Print the items below word for word, starting at the line that contains "Warehouse pick-planner input: mark the skyscraper" and ending with the final line of the items.

........

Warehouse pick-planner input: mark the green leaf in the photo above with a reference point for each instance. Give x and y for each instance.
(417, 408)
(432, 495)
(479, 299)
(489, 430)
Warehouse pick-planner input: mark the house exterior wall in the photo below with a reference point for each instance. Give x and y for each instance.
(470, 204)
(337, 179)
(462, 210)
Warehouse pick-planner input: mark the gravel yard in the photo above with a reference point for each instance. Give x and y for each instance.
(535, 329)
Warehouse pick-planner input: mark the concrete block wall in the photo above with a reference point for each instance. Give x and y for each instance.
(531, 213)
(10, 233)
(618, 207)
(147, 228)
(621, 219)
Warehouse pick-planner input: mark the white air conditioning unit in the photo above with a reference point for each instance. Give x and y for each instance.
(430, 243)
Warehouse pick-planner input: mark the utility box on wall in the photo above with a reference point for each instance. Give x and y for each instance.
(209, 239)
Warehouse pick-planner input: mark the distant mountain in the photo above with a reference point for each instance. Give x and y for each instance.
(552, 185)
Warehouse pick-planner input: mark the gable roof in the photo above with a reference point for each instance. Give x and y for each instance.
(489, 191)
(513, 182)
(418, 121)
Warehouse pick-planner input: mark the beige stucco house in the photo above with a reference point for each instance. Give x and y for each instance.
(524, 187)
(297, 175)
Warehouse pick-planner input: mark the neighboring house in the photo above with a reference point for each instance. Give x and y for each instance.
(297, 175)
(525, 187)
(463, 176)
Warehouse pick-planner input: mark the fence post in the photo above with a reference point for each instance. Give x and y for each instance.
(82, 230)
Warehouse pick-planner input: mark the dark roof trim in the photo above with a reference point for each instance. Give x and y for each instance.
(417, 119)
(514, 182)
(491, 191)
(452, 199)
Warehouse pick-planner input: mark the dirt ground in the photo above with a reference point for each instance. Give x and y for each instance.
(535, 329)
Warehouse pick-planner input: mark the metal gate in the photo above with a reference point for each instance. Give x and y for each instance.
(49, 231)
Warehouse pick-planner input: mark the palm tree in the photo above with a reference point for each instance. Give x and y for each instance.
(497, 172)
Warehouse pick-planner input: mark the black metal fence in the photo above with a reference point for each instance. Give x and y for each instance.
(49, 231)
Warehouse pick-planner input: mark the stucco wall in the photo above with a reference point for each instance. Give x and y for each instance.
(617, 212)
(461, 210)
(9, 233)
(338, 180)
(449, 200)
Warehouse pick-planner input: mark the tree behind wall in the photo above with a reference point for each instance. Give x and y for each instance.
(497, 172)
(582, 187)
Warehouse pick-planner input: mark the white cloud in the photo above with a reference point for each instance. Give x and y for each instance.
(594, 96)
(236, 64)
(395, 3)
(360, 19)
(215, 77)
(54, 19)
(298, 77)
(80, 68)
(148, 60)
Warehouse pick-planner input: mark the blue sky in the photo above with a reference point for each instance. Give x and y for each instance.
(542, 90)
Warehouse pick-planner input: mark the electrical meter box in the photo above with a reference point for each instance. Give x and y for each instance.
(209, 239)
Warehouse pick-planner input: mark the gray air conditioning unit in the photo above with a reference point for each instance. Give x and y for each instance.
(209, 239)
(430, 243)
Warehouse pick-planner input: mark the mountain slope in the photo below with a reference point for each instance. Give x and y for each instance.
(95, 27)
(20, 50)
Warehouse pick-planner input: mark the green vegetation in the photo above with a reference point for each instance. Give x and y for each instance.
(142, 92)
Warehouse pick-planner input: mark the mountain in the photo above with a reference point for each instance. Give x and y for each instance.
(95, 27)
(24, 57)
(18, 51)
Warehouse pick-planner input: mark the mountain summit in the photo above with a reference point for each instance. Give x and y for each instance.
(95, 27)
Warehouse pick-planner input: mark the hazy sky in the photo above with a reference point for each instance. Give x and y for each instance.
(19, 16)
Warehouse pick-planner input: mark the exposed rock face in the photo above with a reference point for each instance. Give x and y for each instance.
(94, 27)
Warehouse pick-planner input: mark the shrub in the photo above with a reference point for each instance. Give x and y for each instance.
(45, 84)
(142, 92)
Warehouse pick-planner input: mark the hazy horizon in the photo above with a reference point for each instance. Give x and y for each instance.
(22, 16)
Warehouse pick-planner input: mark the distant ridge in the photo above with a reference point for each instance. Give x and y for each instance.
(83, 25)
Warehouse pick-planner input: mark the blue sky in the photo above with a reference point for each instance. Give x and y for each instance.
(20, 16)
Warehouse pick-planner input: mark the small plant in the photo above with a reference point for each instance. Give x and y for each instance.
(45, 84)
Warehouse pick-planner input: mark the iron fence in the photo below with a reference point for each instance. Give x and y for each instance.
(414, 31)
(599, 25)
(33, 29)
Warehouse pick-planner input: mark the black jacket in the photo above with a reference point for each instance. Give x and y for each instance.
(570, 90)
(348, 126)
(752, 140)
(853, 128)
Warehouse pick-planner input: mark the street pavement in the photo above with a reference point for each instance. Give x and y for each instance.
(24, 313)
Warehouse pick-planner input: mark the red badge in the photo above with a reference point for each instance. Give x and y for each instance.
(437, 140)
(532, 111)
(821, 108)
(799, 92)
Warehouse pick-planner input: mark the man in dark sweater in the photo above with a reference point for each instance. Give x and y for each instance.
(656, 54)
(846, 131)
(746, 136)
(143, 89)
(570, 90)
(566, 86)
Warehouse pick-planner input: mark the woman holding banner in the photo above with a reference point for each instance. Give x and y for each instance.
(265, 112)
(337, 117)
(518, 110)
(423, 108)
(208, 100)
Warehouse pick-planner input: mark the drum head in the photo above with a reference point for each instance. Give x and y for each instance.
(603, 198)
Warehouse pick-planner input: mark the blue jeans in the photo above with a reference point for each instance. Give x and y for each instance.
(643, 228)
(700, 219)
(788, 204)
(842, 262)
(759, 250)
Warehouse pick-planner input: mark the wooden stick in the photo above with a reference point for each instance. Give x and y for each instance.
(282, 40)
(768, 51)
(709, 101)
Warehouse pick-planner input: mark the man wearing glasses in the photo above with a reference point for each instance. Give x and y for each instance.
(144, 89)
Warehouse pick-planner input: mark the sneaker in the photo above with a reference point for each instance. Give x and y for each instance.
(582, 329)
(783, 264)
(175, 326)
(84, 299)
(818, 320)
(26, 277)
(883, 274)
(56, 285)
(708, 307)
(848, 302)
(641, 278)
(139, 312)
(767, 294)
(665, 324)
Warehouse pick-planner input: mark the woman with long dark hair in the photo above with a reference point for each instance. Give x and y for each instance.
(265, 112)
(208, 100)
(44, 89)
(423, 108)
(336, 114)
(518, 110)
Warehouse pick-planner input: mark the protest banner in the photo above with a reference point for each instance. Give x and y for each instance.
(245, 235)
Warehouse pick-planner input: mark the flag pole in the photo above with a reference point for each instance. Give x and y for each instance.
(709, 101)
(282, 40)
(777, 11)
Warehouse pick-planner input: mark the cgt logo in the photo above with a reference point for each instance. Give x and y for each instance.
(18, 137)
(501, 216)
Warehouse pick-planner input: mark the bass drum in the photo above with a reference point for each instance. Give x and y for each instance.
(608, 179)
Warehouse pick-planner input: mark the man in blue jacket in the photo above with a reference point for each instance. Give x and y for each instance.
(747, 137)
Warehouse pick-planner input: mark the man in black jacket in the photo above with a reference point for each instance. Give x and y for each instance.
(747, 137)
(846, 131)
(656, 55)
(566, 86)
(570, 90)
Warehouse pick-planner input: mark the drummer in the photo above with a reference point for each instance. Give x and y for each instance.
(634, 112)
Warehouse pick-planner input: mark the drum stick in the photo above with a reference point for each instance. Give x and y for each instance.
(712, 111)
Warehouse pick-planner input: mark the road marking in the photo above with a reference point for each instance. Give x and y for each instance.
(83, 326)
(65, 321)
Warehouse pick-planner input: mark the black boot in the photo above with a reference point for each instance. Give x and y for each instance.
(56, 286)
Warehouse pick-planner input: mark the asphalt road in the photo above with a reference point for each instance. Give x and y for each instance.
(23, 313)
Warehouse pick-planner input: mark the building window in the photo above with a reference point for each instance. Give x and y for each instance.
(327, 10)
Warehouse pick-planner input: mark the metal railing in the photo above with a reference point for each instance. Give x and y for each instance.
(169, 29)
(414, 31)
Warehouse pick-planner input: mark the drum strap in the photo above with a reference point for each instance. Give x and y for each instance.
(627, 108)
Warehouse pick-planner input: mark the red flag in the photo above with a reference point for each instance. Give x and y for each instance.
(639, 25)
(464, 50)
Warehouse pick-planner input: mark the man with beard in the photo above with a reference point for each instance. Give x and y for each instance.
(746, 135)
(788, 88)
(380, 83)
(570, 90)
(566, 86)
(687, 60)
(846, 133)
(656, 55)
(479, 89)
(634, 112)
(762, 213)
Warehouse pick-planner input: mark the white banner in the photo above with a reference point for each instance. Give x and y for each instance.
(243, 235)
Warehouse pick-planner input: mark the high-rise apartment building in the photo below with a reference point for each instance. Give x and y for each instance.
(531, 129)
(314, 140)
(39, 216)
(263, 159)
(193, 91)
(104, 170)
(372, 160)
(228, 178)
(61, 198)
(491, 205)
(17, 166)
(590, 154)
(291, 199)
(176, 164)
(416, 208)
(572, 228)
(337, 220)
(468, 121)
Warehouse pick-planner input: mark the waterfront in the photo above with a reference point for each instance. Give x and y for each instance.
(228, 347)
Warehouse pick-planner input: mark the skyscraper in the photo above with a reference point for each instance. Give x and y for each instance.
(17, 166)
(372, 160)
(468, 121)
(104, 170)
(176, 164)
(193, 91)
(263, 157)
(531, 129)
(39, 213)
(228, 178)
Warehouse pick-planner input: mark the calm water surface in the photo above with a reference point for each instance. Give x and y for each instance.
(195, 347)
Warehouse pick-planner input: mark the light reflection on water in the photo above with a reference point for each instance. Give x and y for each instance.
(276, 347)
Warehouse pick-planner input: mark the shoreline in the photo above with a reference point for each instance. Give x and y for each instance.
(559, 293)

........

• _Response to the exercise_
Warehouse pick-planner input: mark the skyscraper in the photo above with a reference point for each instance. Give x and y for each instance.
(17, 166)
(372, 160)
(468, 121)
(104, 170)
(176, 164)
(193, 91)
(263, 157)
(531, 129)
(39, 213)
(228, 178)
Warehouse pick-planner input: mark the calm water surface in the photo above with a reference point for each instance. Give x and y for each instance.
(195, 347)
Warehouse pick-planner input: mark the light reflection on water in the photo above with a reference point for each instance. Give x and y for each instance.
(276, 347)
Warehouse pick-planner input: mark the shoreline in the photo above with a reference point for each instance. Give x and y for each instance.
(559, 293)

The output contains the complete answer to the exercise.